The task: Select each of the lines below that contains the string "target", and copy those lines in full; matching is case-sensitive.

Material shown:
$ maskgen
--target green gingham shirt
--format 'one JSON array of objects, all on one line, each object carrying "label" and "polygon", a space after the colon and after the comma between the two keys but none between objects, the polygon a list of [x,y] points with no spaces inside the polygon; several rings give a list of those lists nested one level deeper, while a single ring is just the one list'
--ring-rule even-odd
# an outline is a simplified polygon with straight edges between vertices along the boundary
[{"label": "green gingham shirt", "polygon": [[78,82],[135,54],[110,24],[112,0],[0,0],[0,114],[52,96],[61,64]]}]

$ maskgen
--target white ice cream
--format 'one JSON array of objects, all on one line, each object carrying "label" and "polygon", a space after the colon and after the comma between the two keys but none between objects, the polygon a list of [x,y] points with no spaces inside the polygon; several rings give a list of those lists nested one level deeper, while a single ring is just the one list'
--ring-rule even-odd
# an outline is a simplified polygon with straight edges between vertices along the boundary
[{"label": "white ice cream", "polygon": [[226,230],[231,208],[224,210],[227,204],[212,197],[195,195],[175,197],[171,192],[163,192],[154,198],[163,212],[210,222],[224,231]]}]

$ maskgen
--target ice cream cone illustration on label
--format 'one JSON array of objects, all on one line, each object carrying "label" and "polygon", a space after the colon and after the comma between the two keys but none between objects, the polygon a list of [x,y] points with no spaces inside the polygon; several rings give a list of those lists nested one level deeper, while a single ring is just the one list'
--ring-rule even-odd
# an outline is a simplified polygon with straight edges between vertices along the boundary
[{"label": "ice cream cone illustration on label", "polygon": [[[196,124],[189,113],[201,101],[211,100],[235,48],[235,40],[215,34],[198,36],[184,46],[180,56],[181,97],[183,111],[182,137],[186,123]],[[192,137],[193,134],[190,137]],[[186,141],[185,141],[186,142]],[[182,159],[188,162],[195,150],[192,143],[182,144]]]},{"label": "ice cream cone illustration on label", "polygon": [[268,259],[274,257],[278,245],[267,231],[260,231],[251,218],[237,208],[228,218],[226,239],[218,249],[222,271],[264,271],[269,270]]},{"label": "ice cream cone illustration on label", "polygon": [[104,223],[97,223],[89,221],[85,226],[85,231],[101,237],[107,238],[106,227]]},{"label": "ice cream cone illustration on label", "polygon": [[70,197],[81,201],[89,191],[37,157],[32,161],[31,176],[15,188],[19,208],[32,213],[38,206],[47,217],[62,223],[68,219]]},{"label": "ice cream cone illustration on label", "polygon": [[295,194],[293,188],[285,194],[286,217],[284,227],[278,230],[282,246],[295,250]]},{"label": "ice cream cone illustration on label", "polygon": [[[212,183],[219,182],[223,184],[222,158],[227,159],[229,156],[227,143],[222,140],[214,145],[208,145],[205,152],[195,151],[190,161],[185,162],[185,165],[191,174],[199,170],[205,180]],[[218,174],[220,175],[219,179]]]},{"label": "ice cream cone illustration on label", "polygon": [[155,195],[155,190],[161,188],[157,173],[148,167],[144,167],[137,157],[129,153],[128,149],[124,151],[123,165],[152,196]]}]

Output below:
--target green gingham shirt
--target white ice cream
--target ice cream cone illustration on label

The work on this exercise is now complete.